What is expected
Copy the data word for word, starting at the line that contains "</instance>" and stopping after the line that contains "negative clicks: (249, 246) (298, 0)".
--- Information given ---
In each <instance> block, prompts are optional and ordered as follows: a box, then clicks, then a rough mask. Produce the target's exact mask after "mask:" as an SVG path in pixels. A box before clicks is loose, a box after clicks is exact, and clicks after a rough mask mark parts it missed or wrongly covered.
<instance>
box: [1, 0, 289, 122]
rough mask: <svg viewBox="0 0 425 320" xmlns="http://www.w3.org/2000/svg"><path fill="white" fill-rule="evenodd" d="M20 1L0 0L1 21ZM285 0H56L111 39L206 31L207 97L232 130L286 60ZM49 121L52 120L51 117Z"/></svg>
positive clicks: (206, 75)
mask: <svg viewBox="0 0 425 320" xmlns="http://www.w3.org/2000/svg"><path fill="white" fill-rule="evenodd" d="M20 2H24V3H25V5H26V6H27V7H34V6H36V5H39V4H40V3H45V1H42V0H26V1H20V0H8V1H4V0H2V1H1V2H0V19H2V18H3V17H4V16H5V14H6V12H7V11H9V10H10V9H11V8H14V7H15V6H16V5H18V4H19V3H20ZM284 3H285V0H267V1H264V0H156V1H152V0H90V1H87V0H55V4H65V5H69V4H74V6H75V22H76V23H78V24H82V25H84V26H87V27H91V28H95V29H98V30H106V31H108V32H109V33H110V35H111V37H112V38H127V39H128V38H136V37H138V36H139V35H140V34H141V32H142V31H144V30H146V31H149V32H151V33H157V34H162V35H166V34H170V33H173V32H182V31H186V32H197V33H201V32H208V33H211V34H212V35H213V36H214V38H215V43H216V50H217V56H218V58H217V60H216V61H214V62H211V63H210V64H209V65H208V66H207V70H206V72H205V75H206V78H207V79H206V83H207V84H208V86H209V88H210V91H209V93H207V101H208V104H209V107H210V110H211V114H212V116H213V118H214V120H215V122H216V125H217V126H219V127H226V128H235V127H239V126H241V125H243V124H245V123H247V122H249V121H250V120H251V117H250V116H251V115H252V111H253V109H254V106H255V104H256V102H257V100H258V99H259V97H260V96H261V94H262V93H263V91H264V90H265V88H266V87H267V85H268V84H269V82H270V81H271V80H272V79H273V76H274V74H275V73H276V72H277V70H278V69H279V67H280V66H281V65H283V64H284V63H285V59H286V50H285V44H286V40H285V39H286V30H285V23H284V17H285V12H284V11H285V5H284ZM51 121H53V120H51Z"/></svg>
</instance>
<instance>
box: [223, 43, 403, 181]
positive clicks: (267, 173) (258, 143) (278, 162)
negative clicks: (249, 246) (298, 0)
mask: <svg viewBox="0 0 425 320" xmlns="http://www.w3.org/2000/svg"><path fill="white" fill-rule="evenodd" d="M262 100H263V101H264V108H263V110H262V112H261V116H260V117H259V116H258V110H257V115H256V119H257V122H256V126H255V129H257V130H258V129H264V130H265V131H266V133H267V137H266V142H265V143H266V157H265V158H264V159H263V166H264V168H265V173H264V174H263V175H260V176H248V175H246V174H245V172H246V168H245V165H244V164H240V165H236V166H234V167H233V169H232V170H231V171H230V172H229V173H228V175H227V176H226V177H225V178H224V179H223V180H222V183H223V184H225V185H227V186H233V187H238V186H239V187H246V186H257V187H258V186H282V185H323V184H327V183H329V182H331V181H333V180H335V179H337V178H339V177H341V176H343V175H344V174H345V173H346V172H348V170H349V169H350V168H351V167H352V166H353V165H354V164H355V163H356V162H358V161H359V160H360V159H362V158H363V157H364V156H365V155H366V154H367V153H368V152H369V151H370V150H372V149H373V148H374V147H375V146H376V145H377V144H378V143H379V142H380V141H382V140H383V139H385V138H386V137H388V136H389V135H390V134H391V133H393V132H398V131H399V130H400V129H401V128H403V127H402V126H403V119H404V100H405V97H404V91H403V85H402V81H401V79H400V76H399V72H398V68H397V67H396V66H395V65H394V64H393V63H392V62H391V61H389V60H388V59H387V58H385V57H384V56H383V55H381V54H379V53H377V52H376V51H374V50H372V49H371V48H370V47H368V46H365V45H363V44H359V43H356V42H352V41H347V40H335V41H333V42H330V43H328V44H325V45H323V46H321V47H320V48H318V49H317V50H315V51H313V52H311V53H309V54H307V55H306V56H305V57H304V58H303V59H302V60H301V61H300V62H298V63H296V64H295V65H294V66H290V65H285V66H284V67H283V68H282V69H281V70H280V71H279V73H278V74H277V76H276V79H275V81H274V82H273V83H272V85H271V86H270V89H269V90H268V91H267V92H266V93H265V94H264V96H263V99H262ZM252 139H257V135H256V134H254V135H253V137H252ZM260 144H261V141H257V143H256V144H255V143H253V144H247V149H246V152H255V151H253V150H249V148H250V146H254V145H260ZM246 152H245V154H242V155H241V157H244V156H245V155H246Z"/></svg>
---
Solution below
</instance>
<instance>
box: [223, 43, 403, 181]
positive clicks: (267, 173) (258, 143) (278, 162)
negative clicks: (249, 246) (298, 0)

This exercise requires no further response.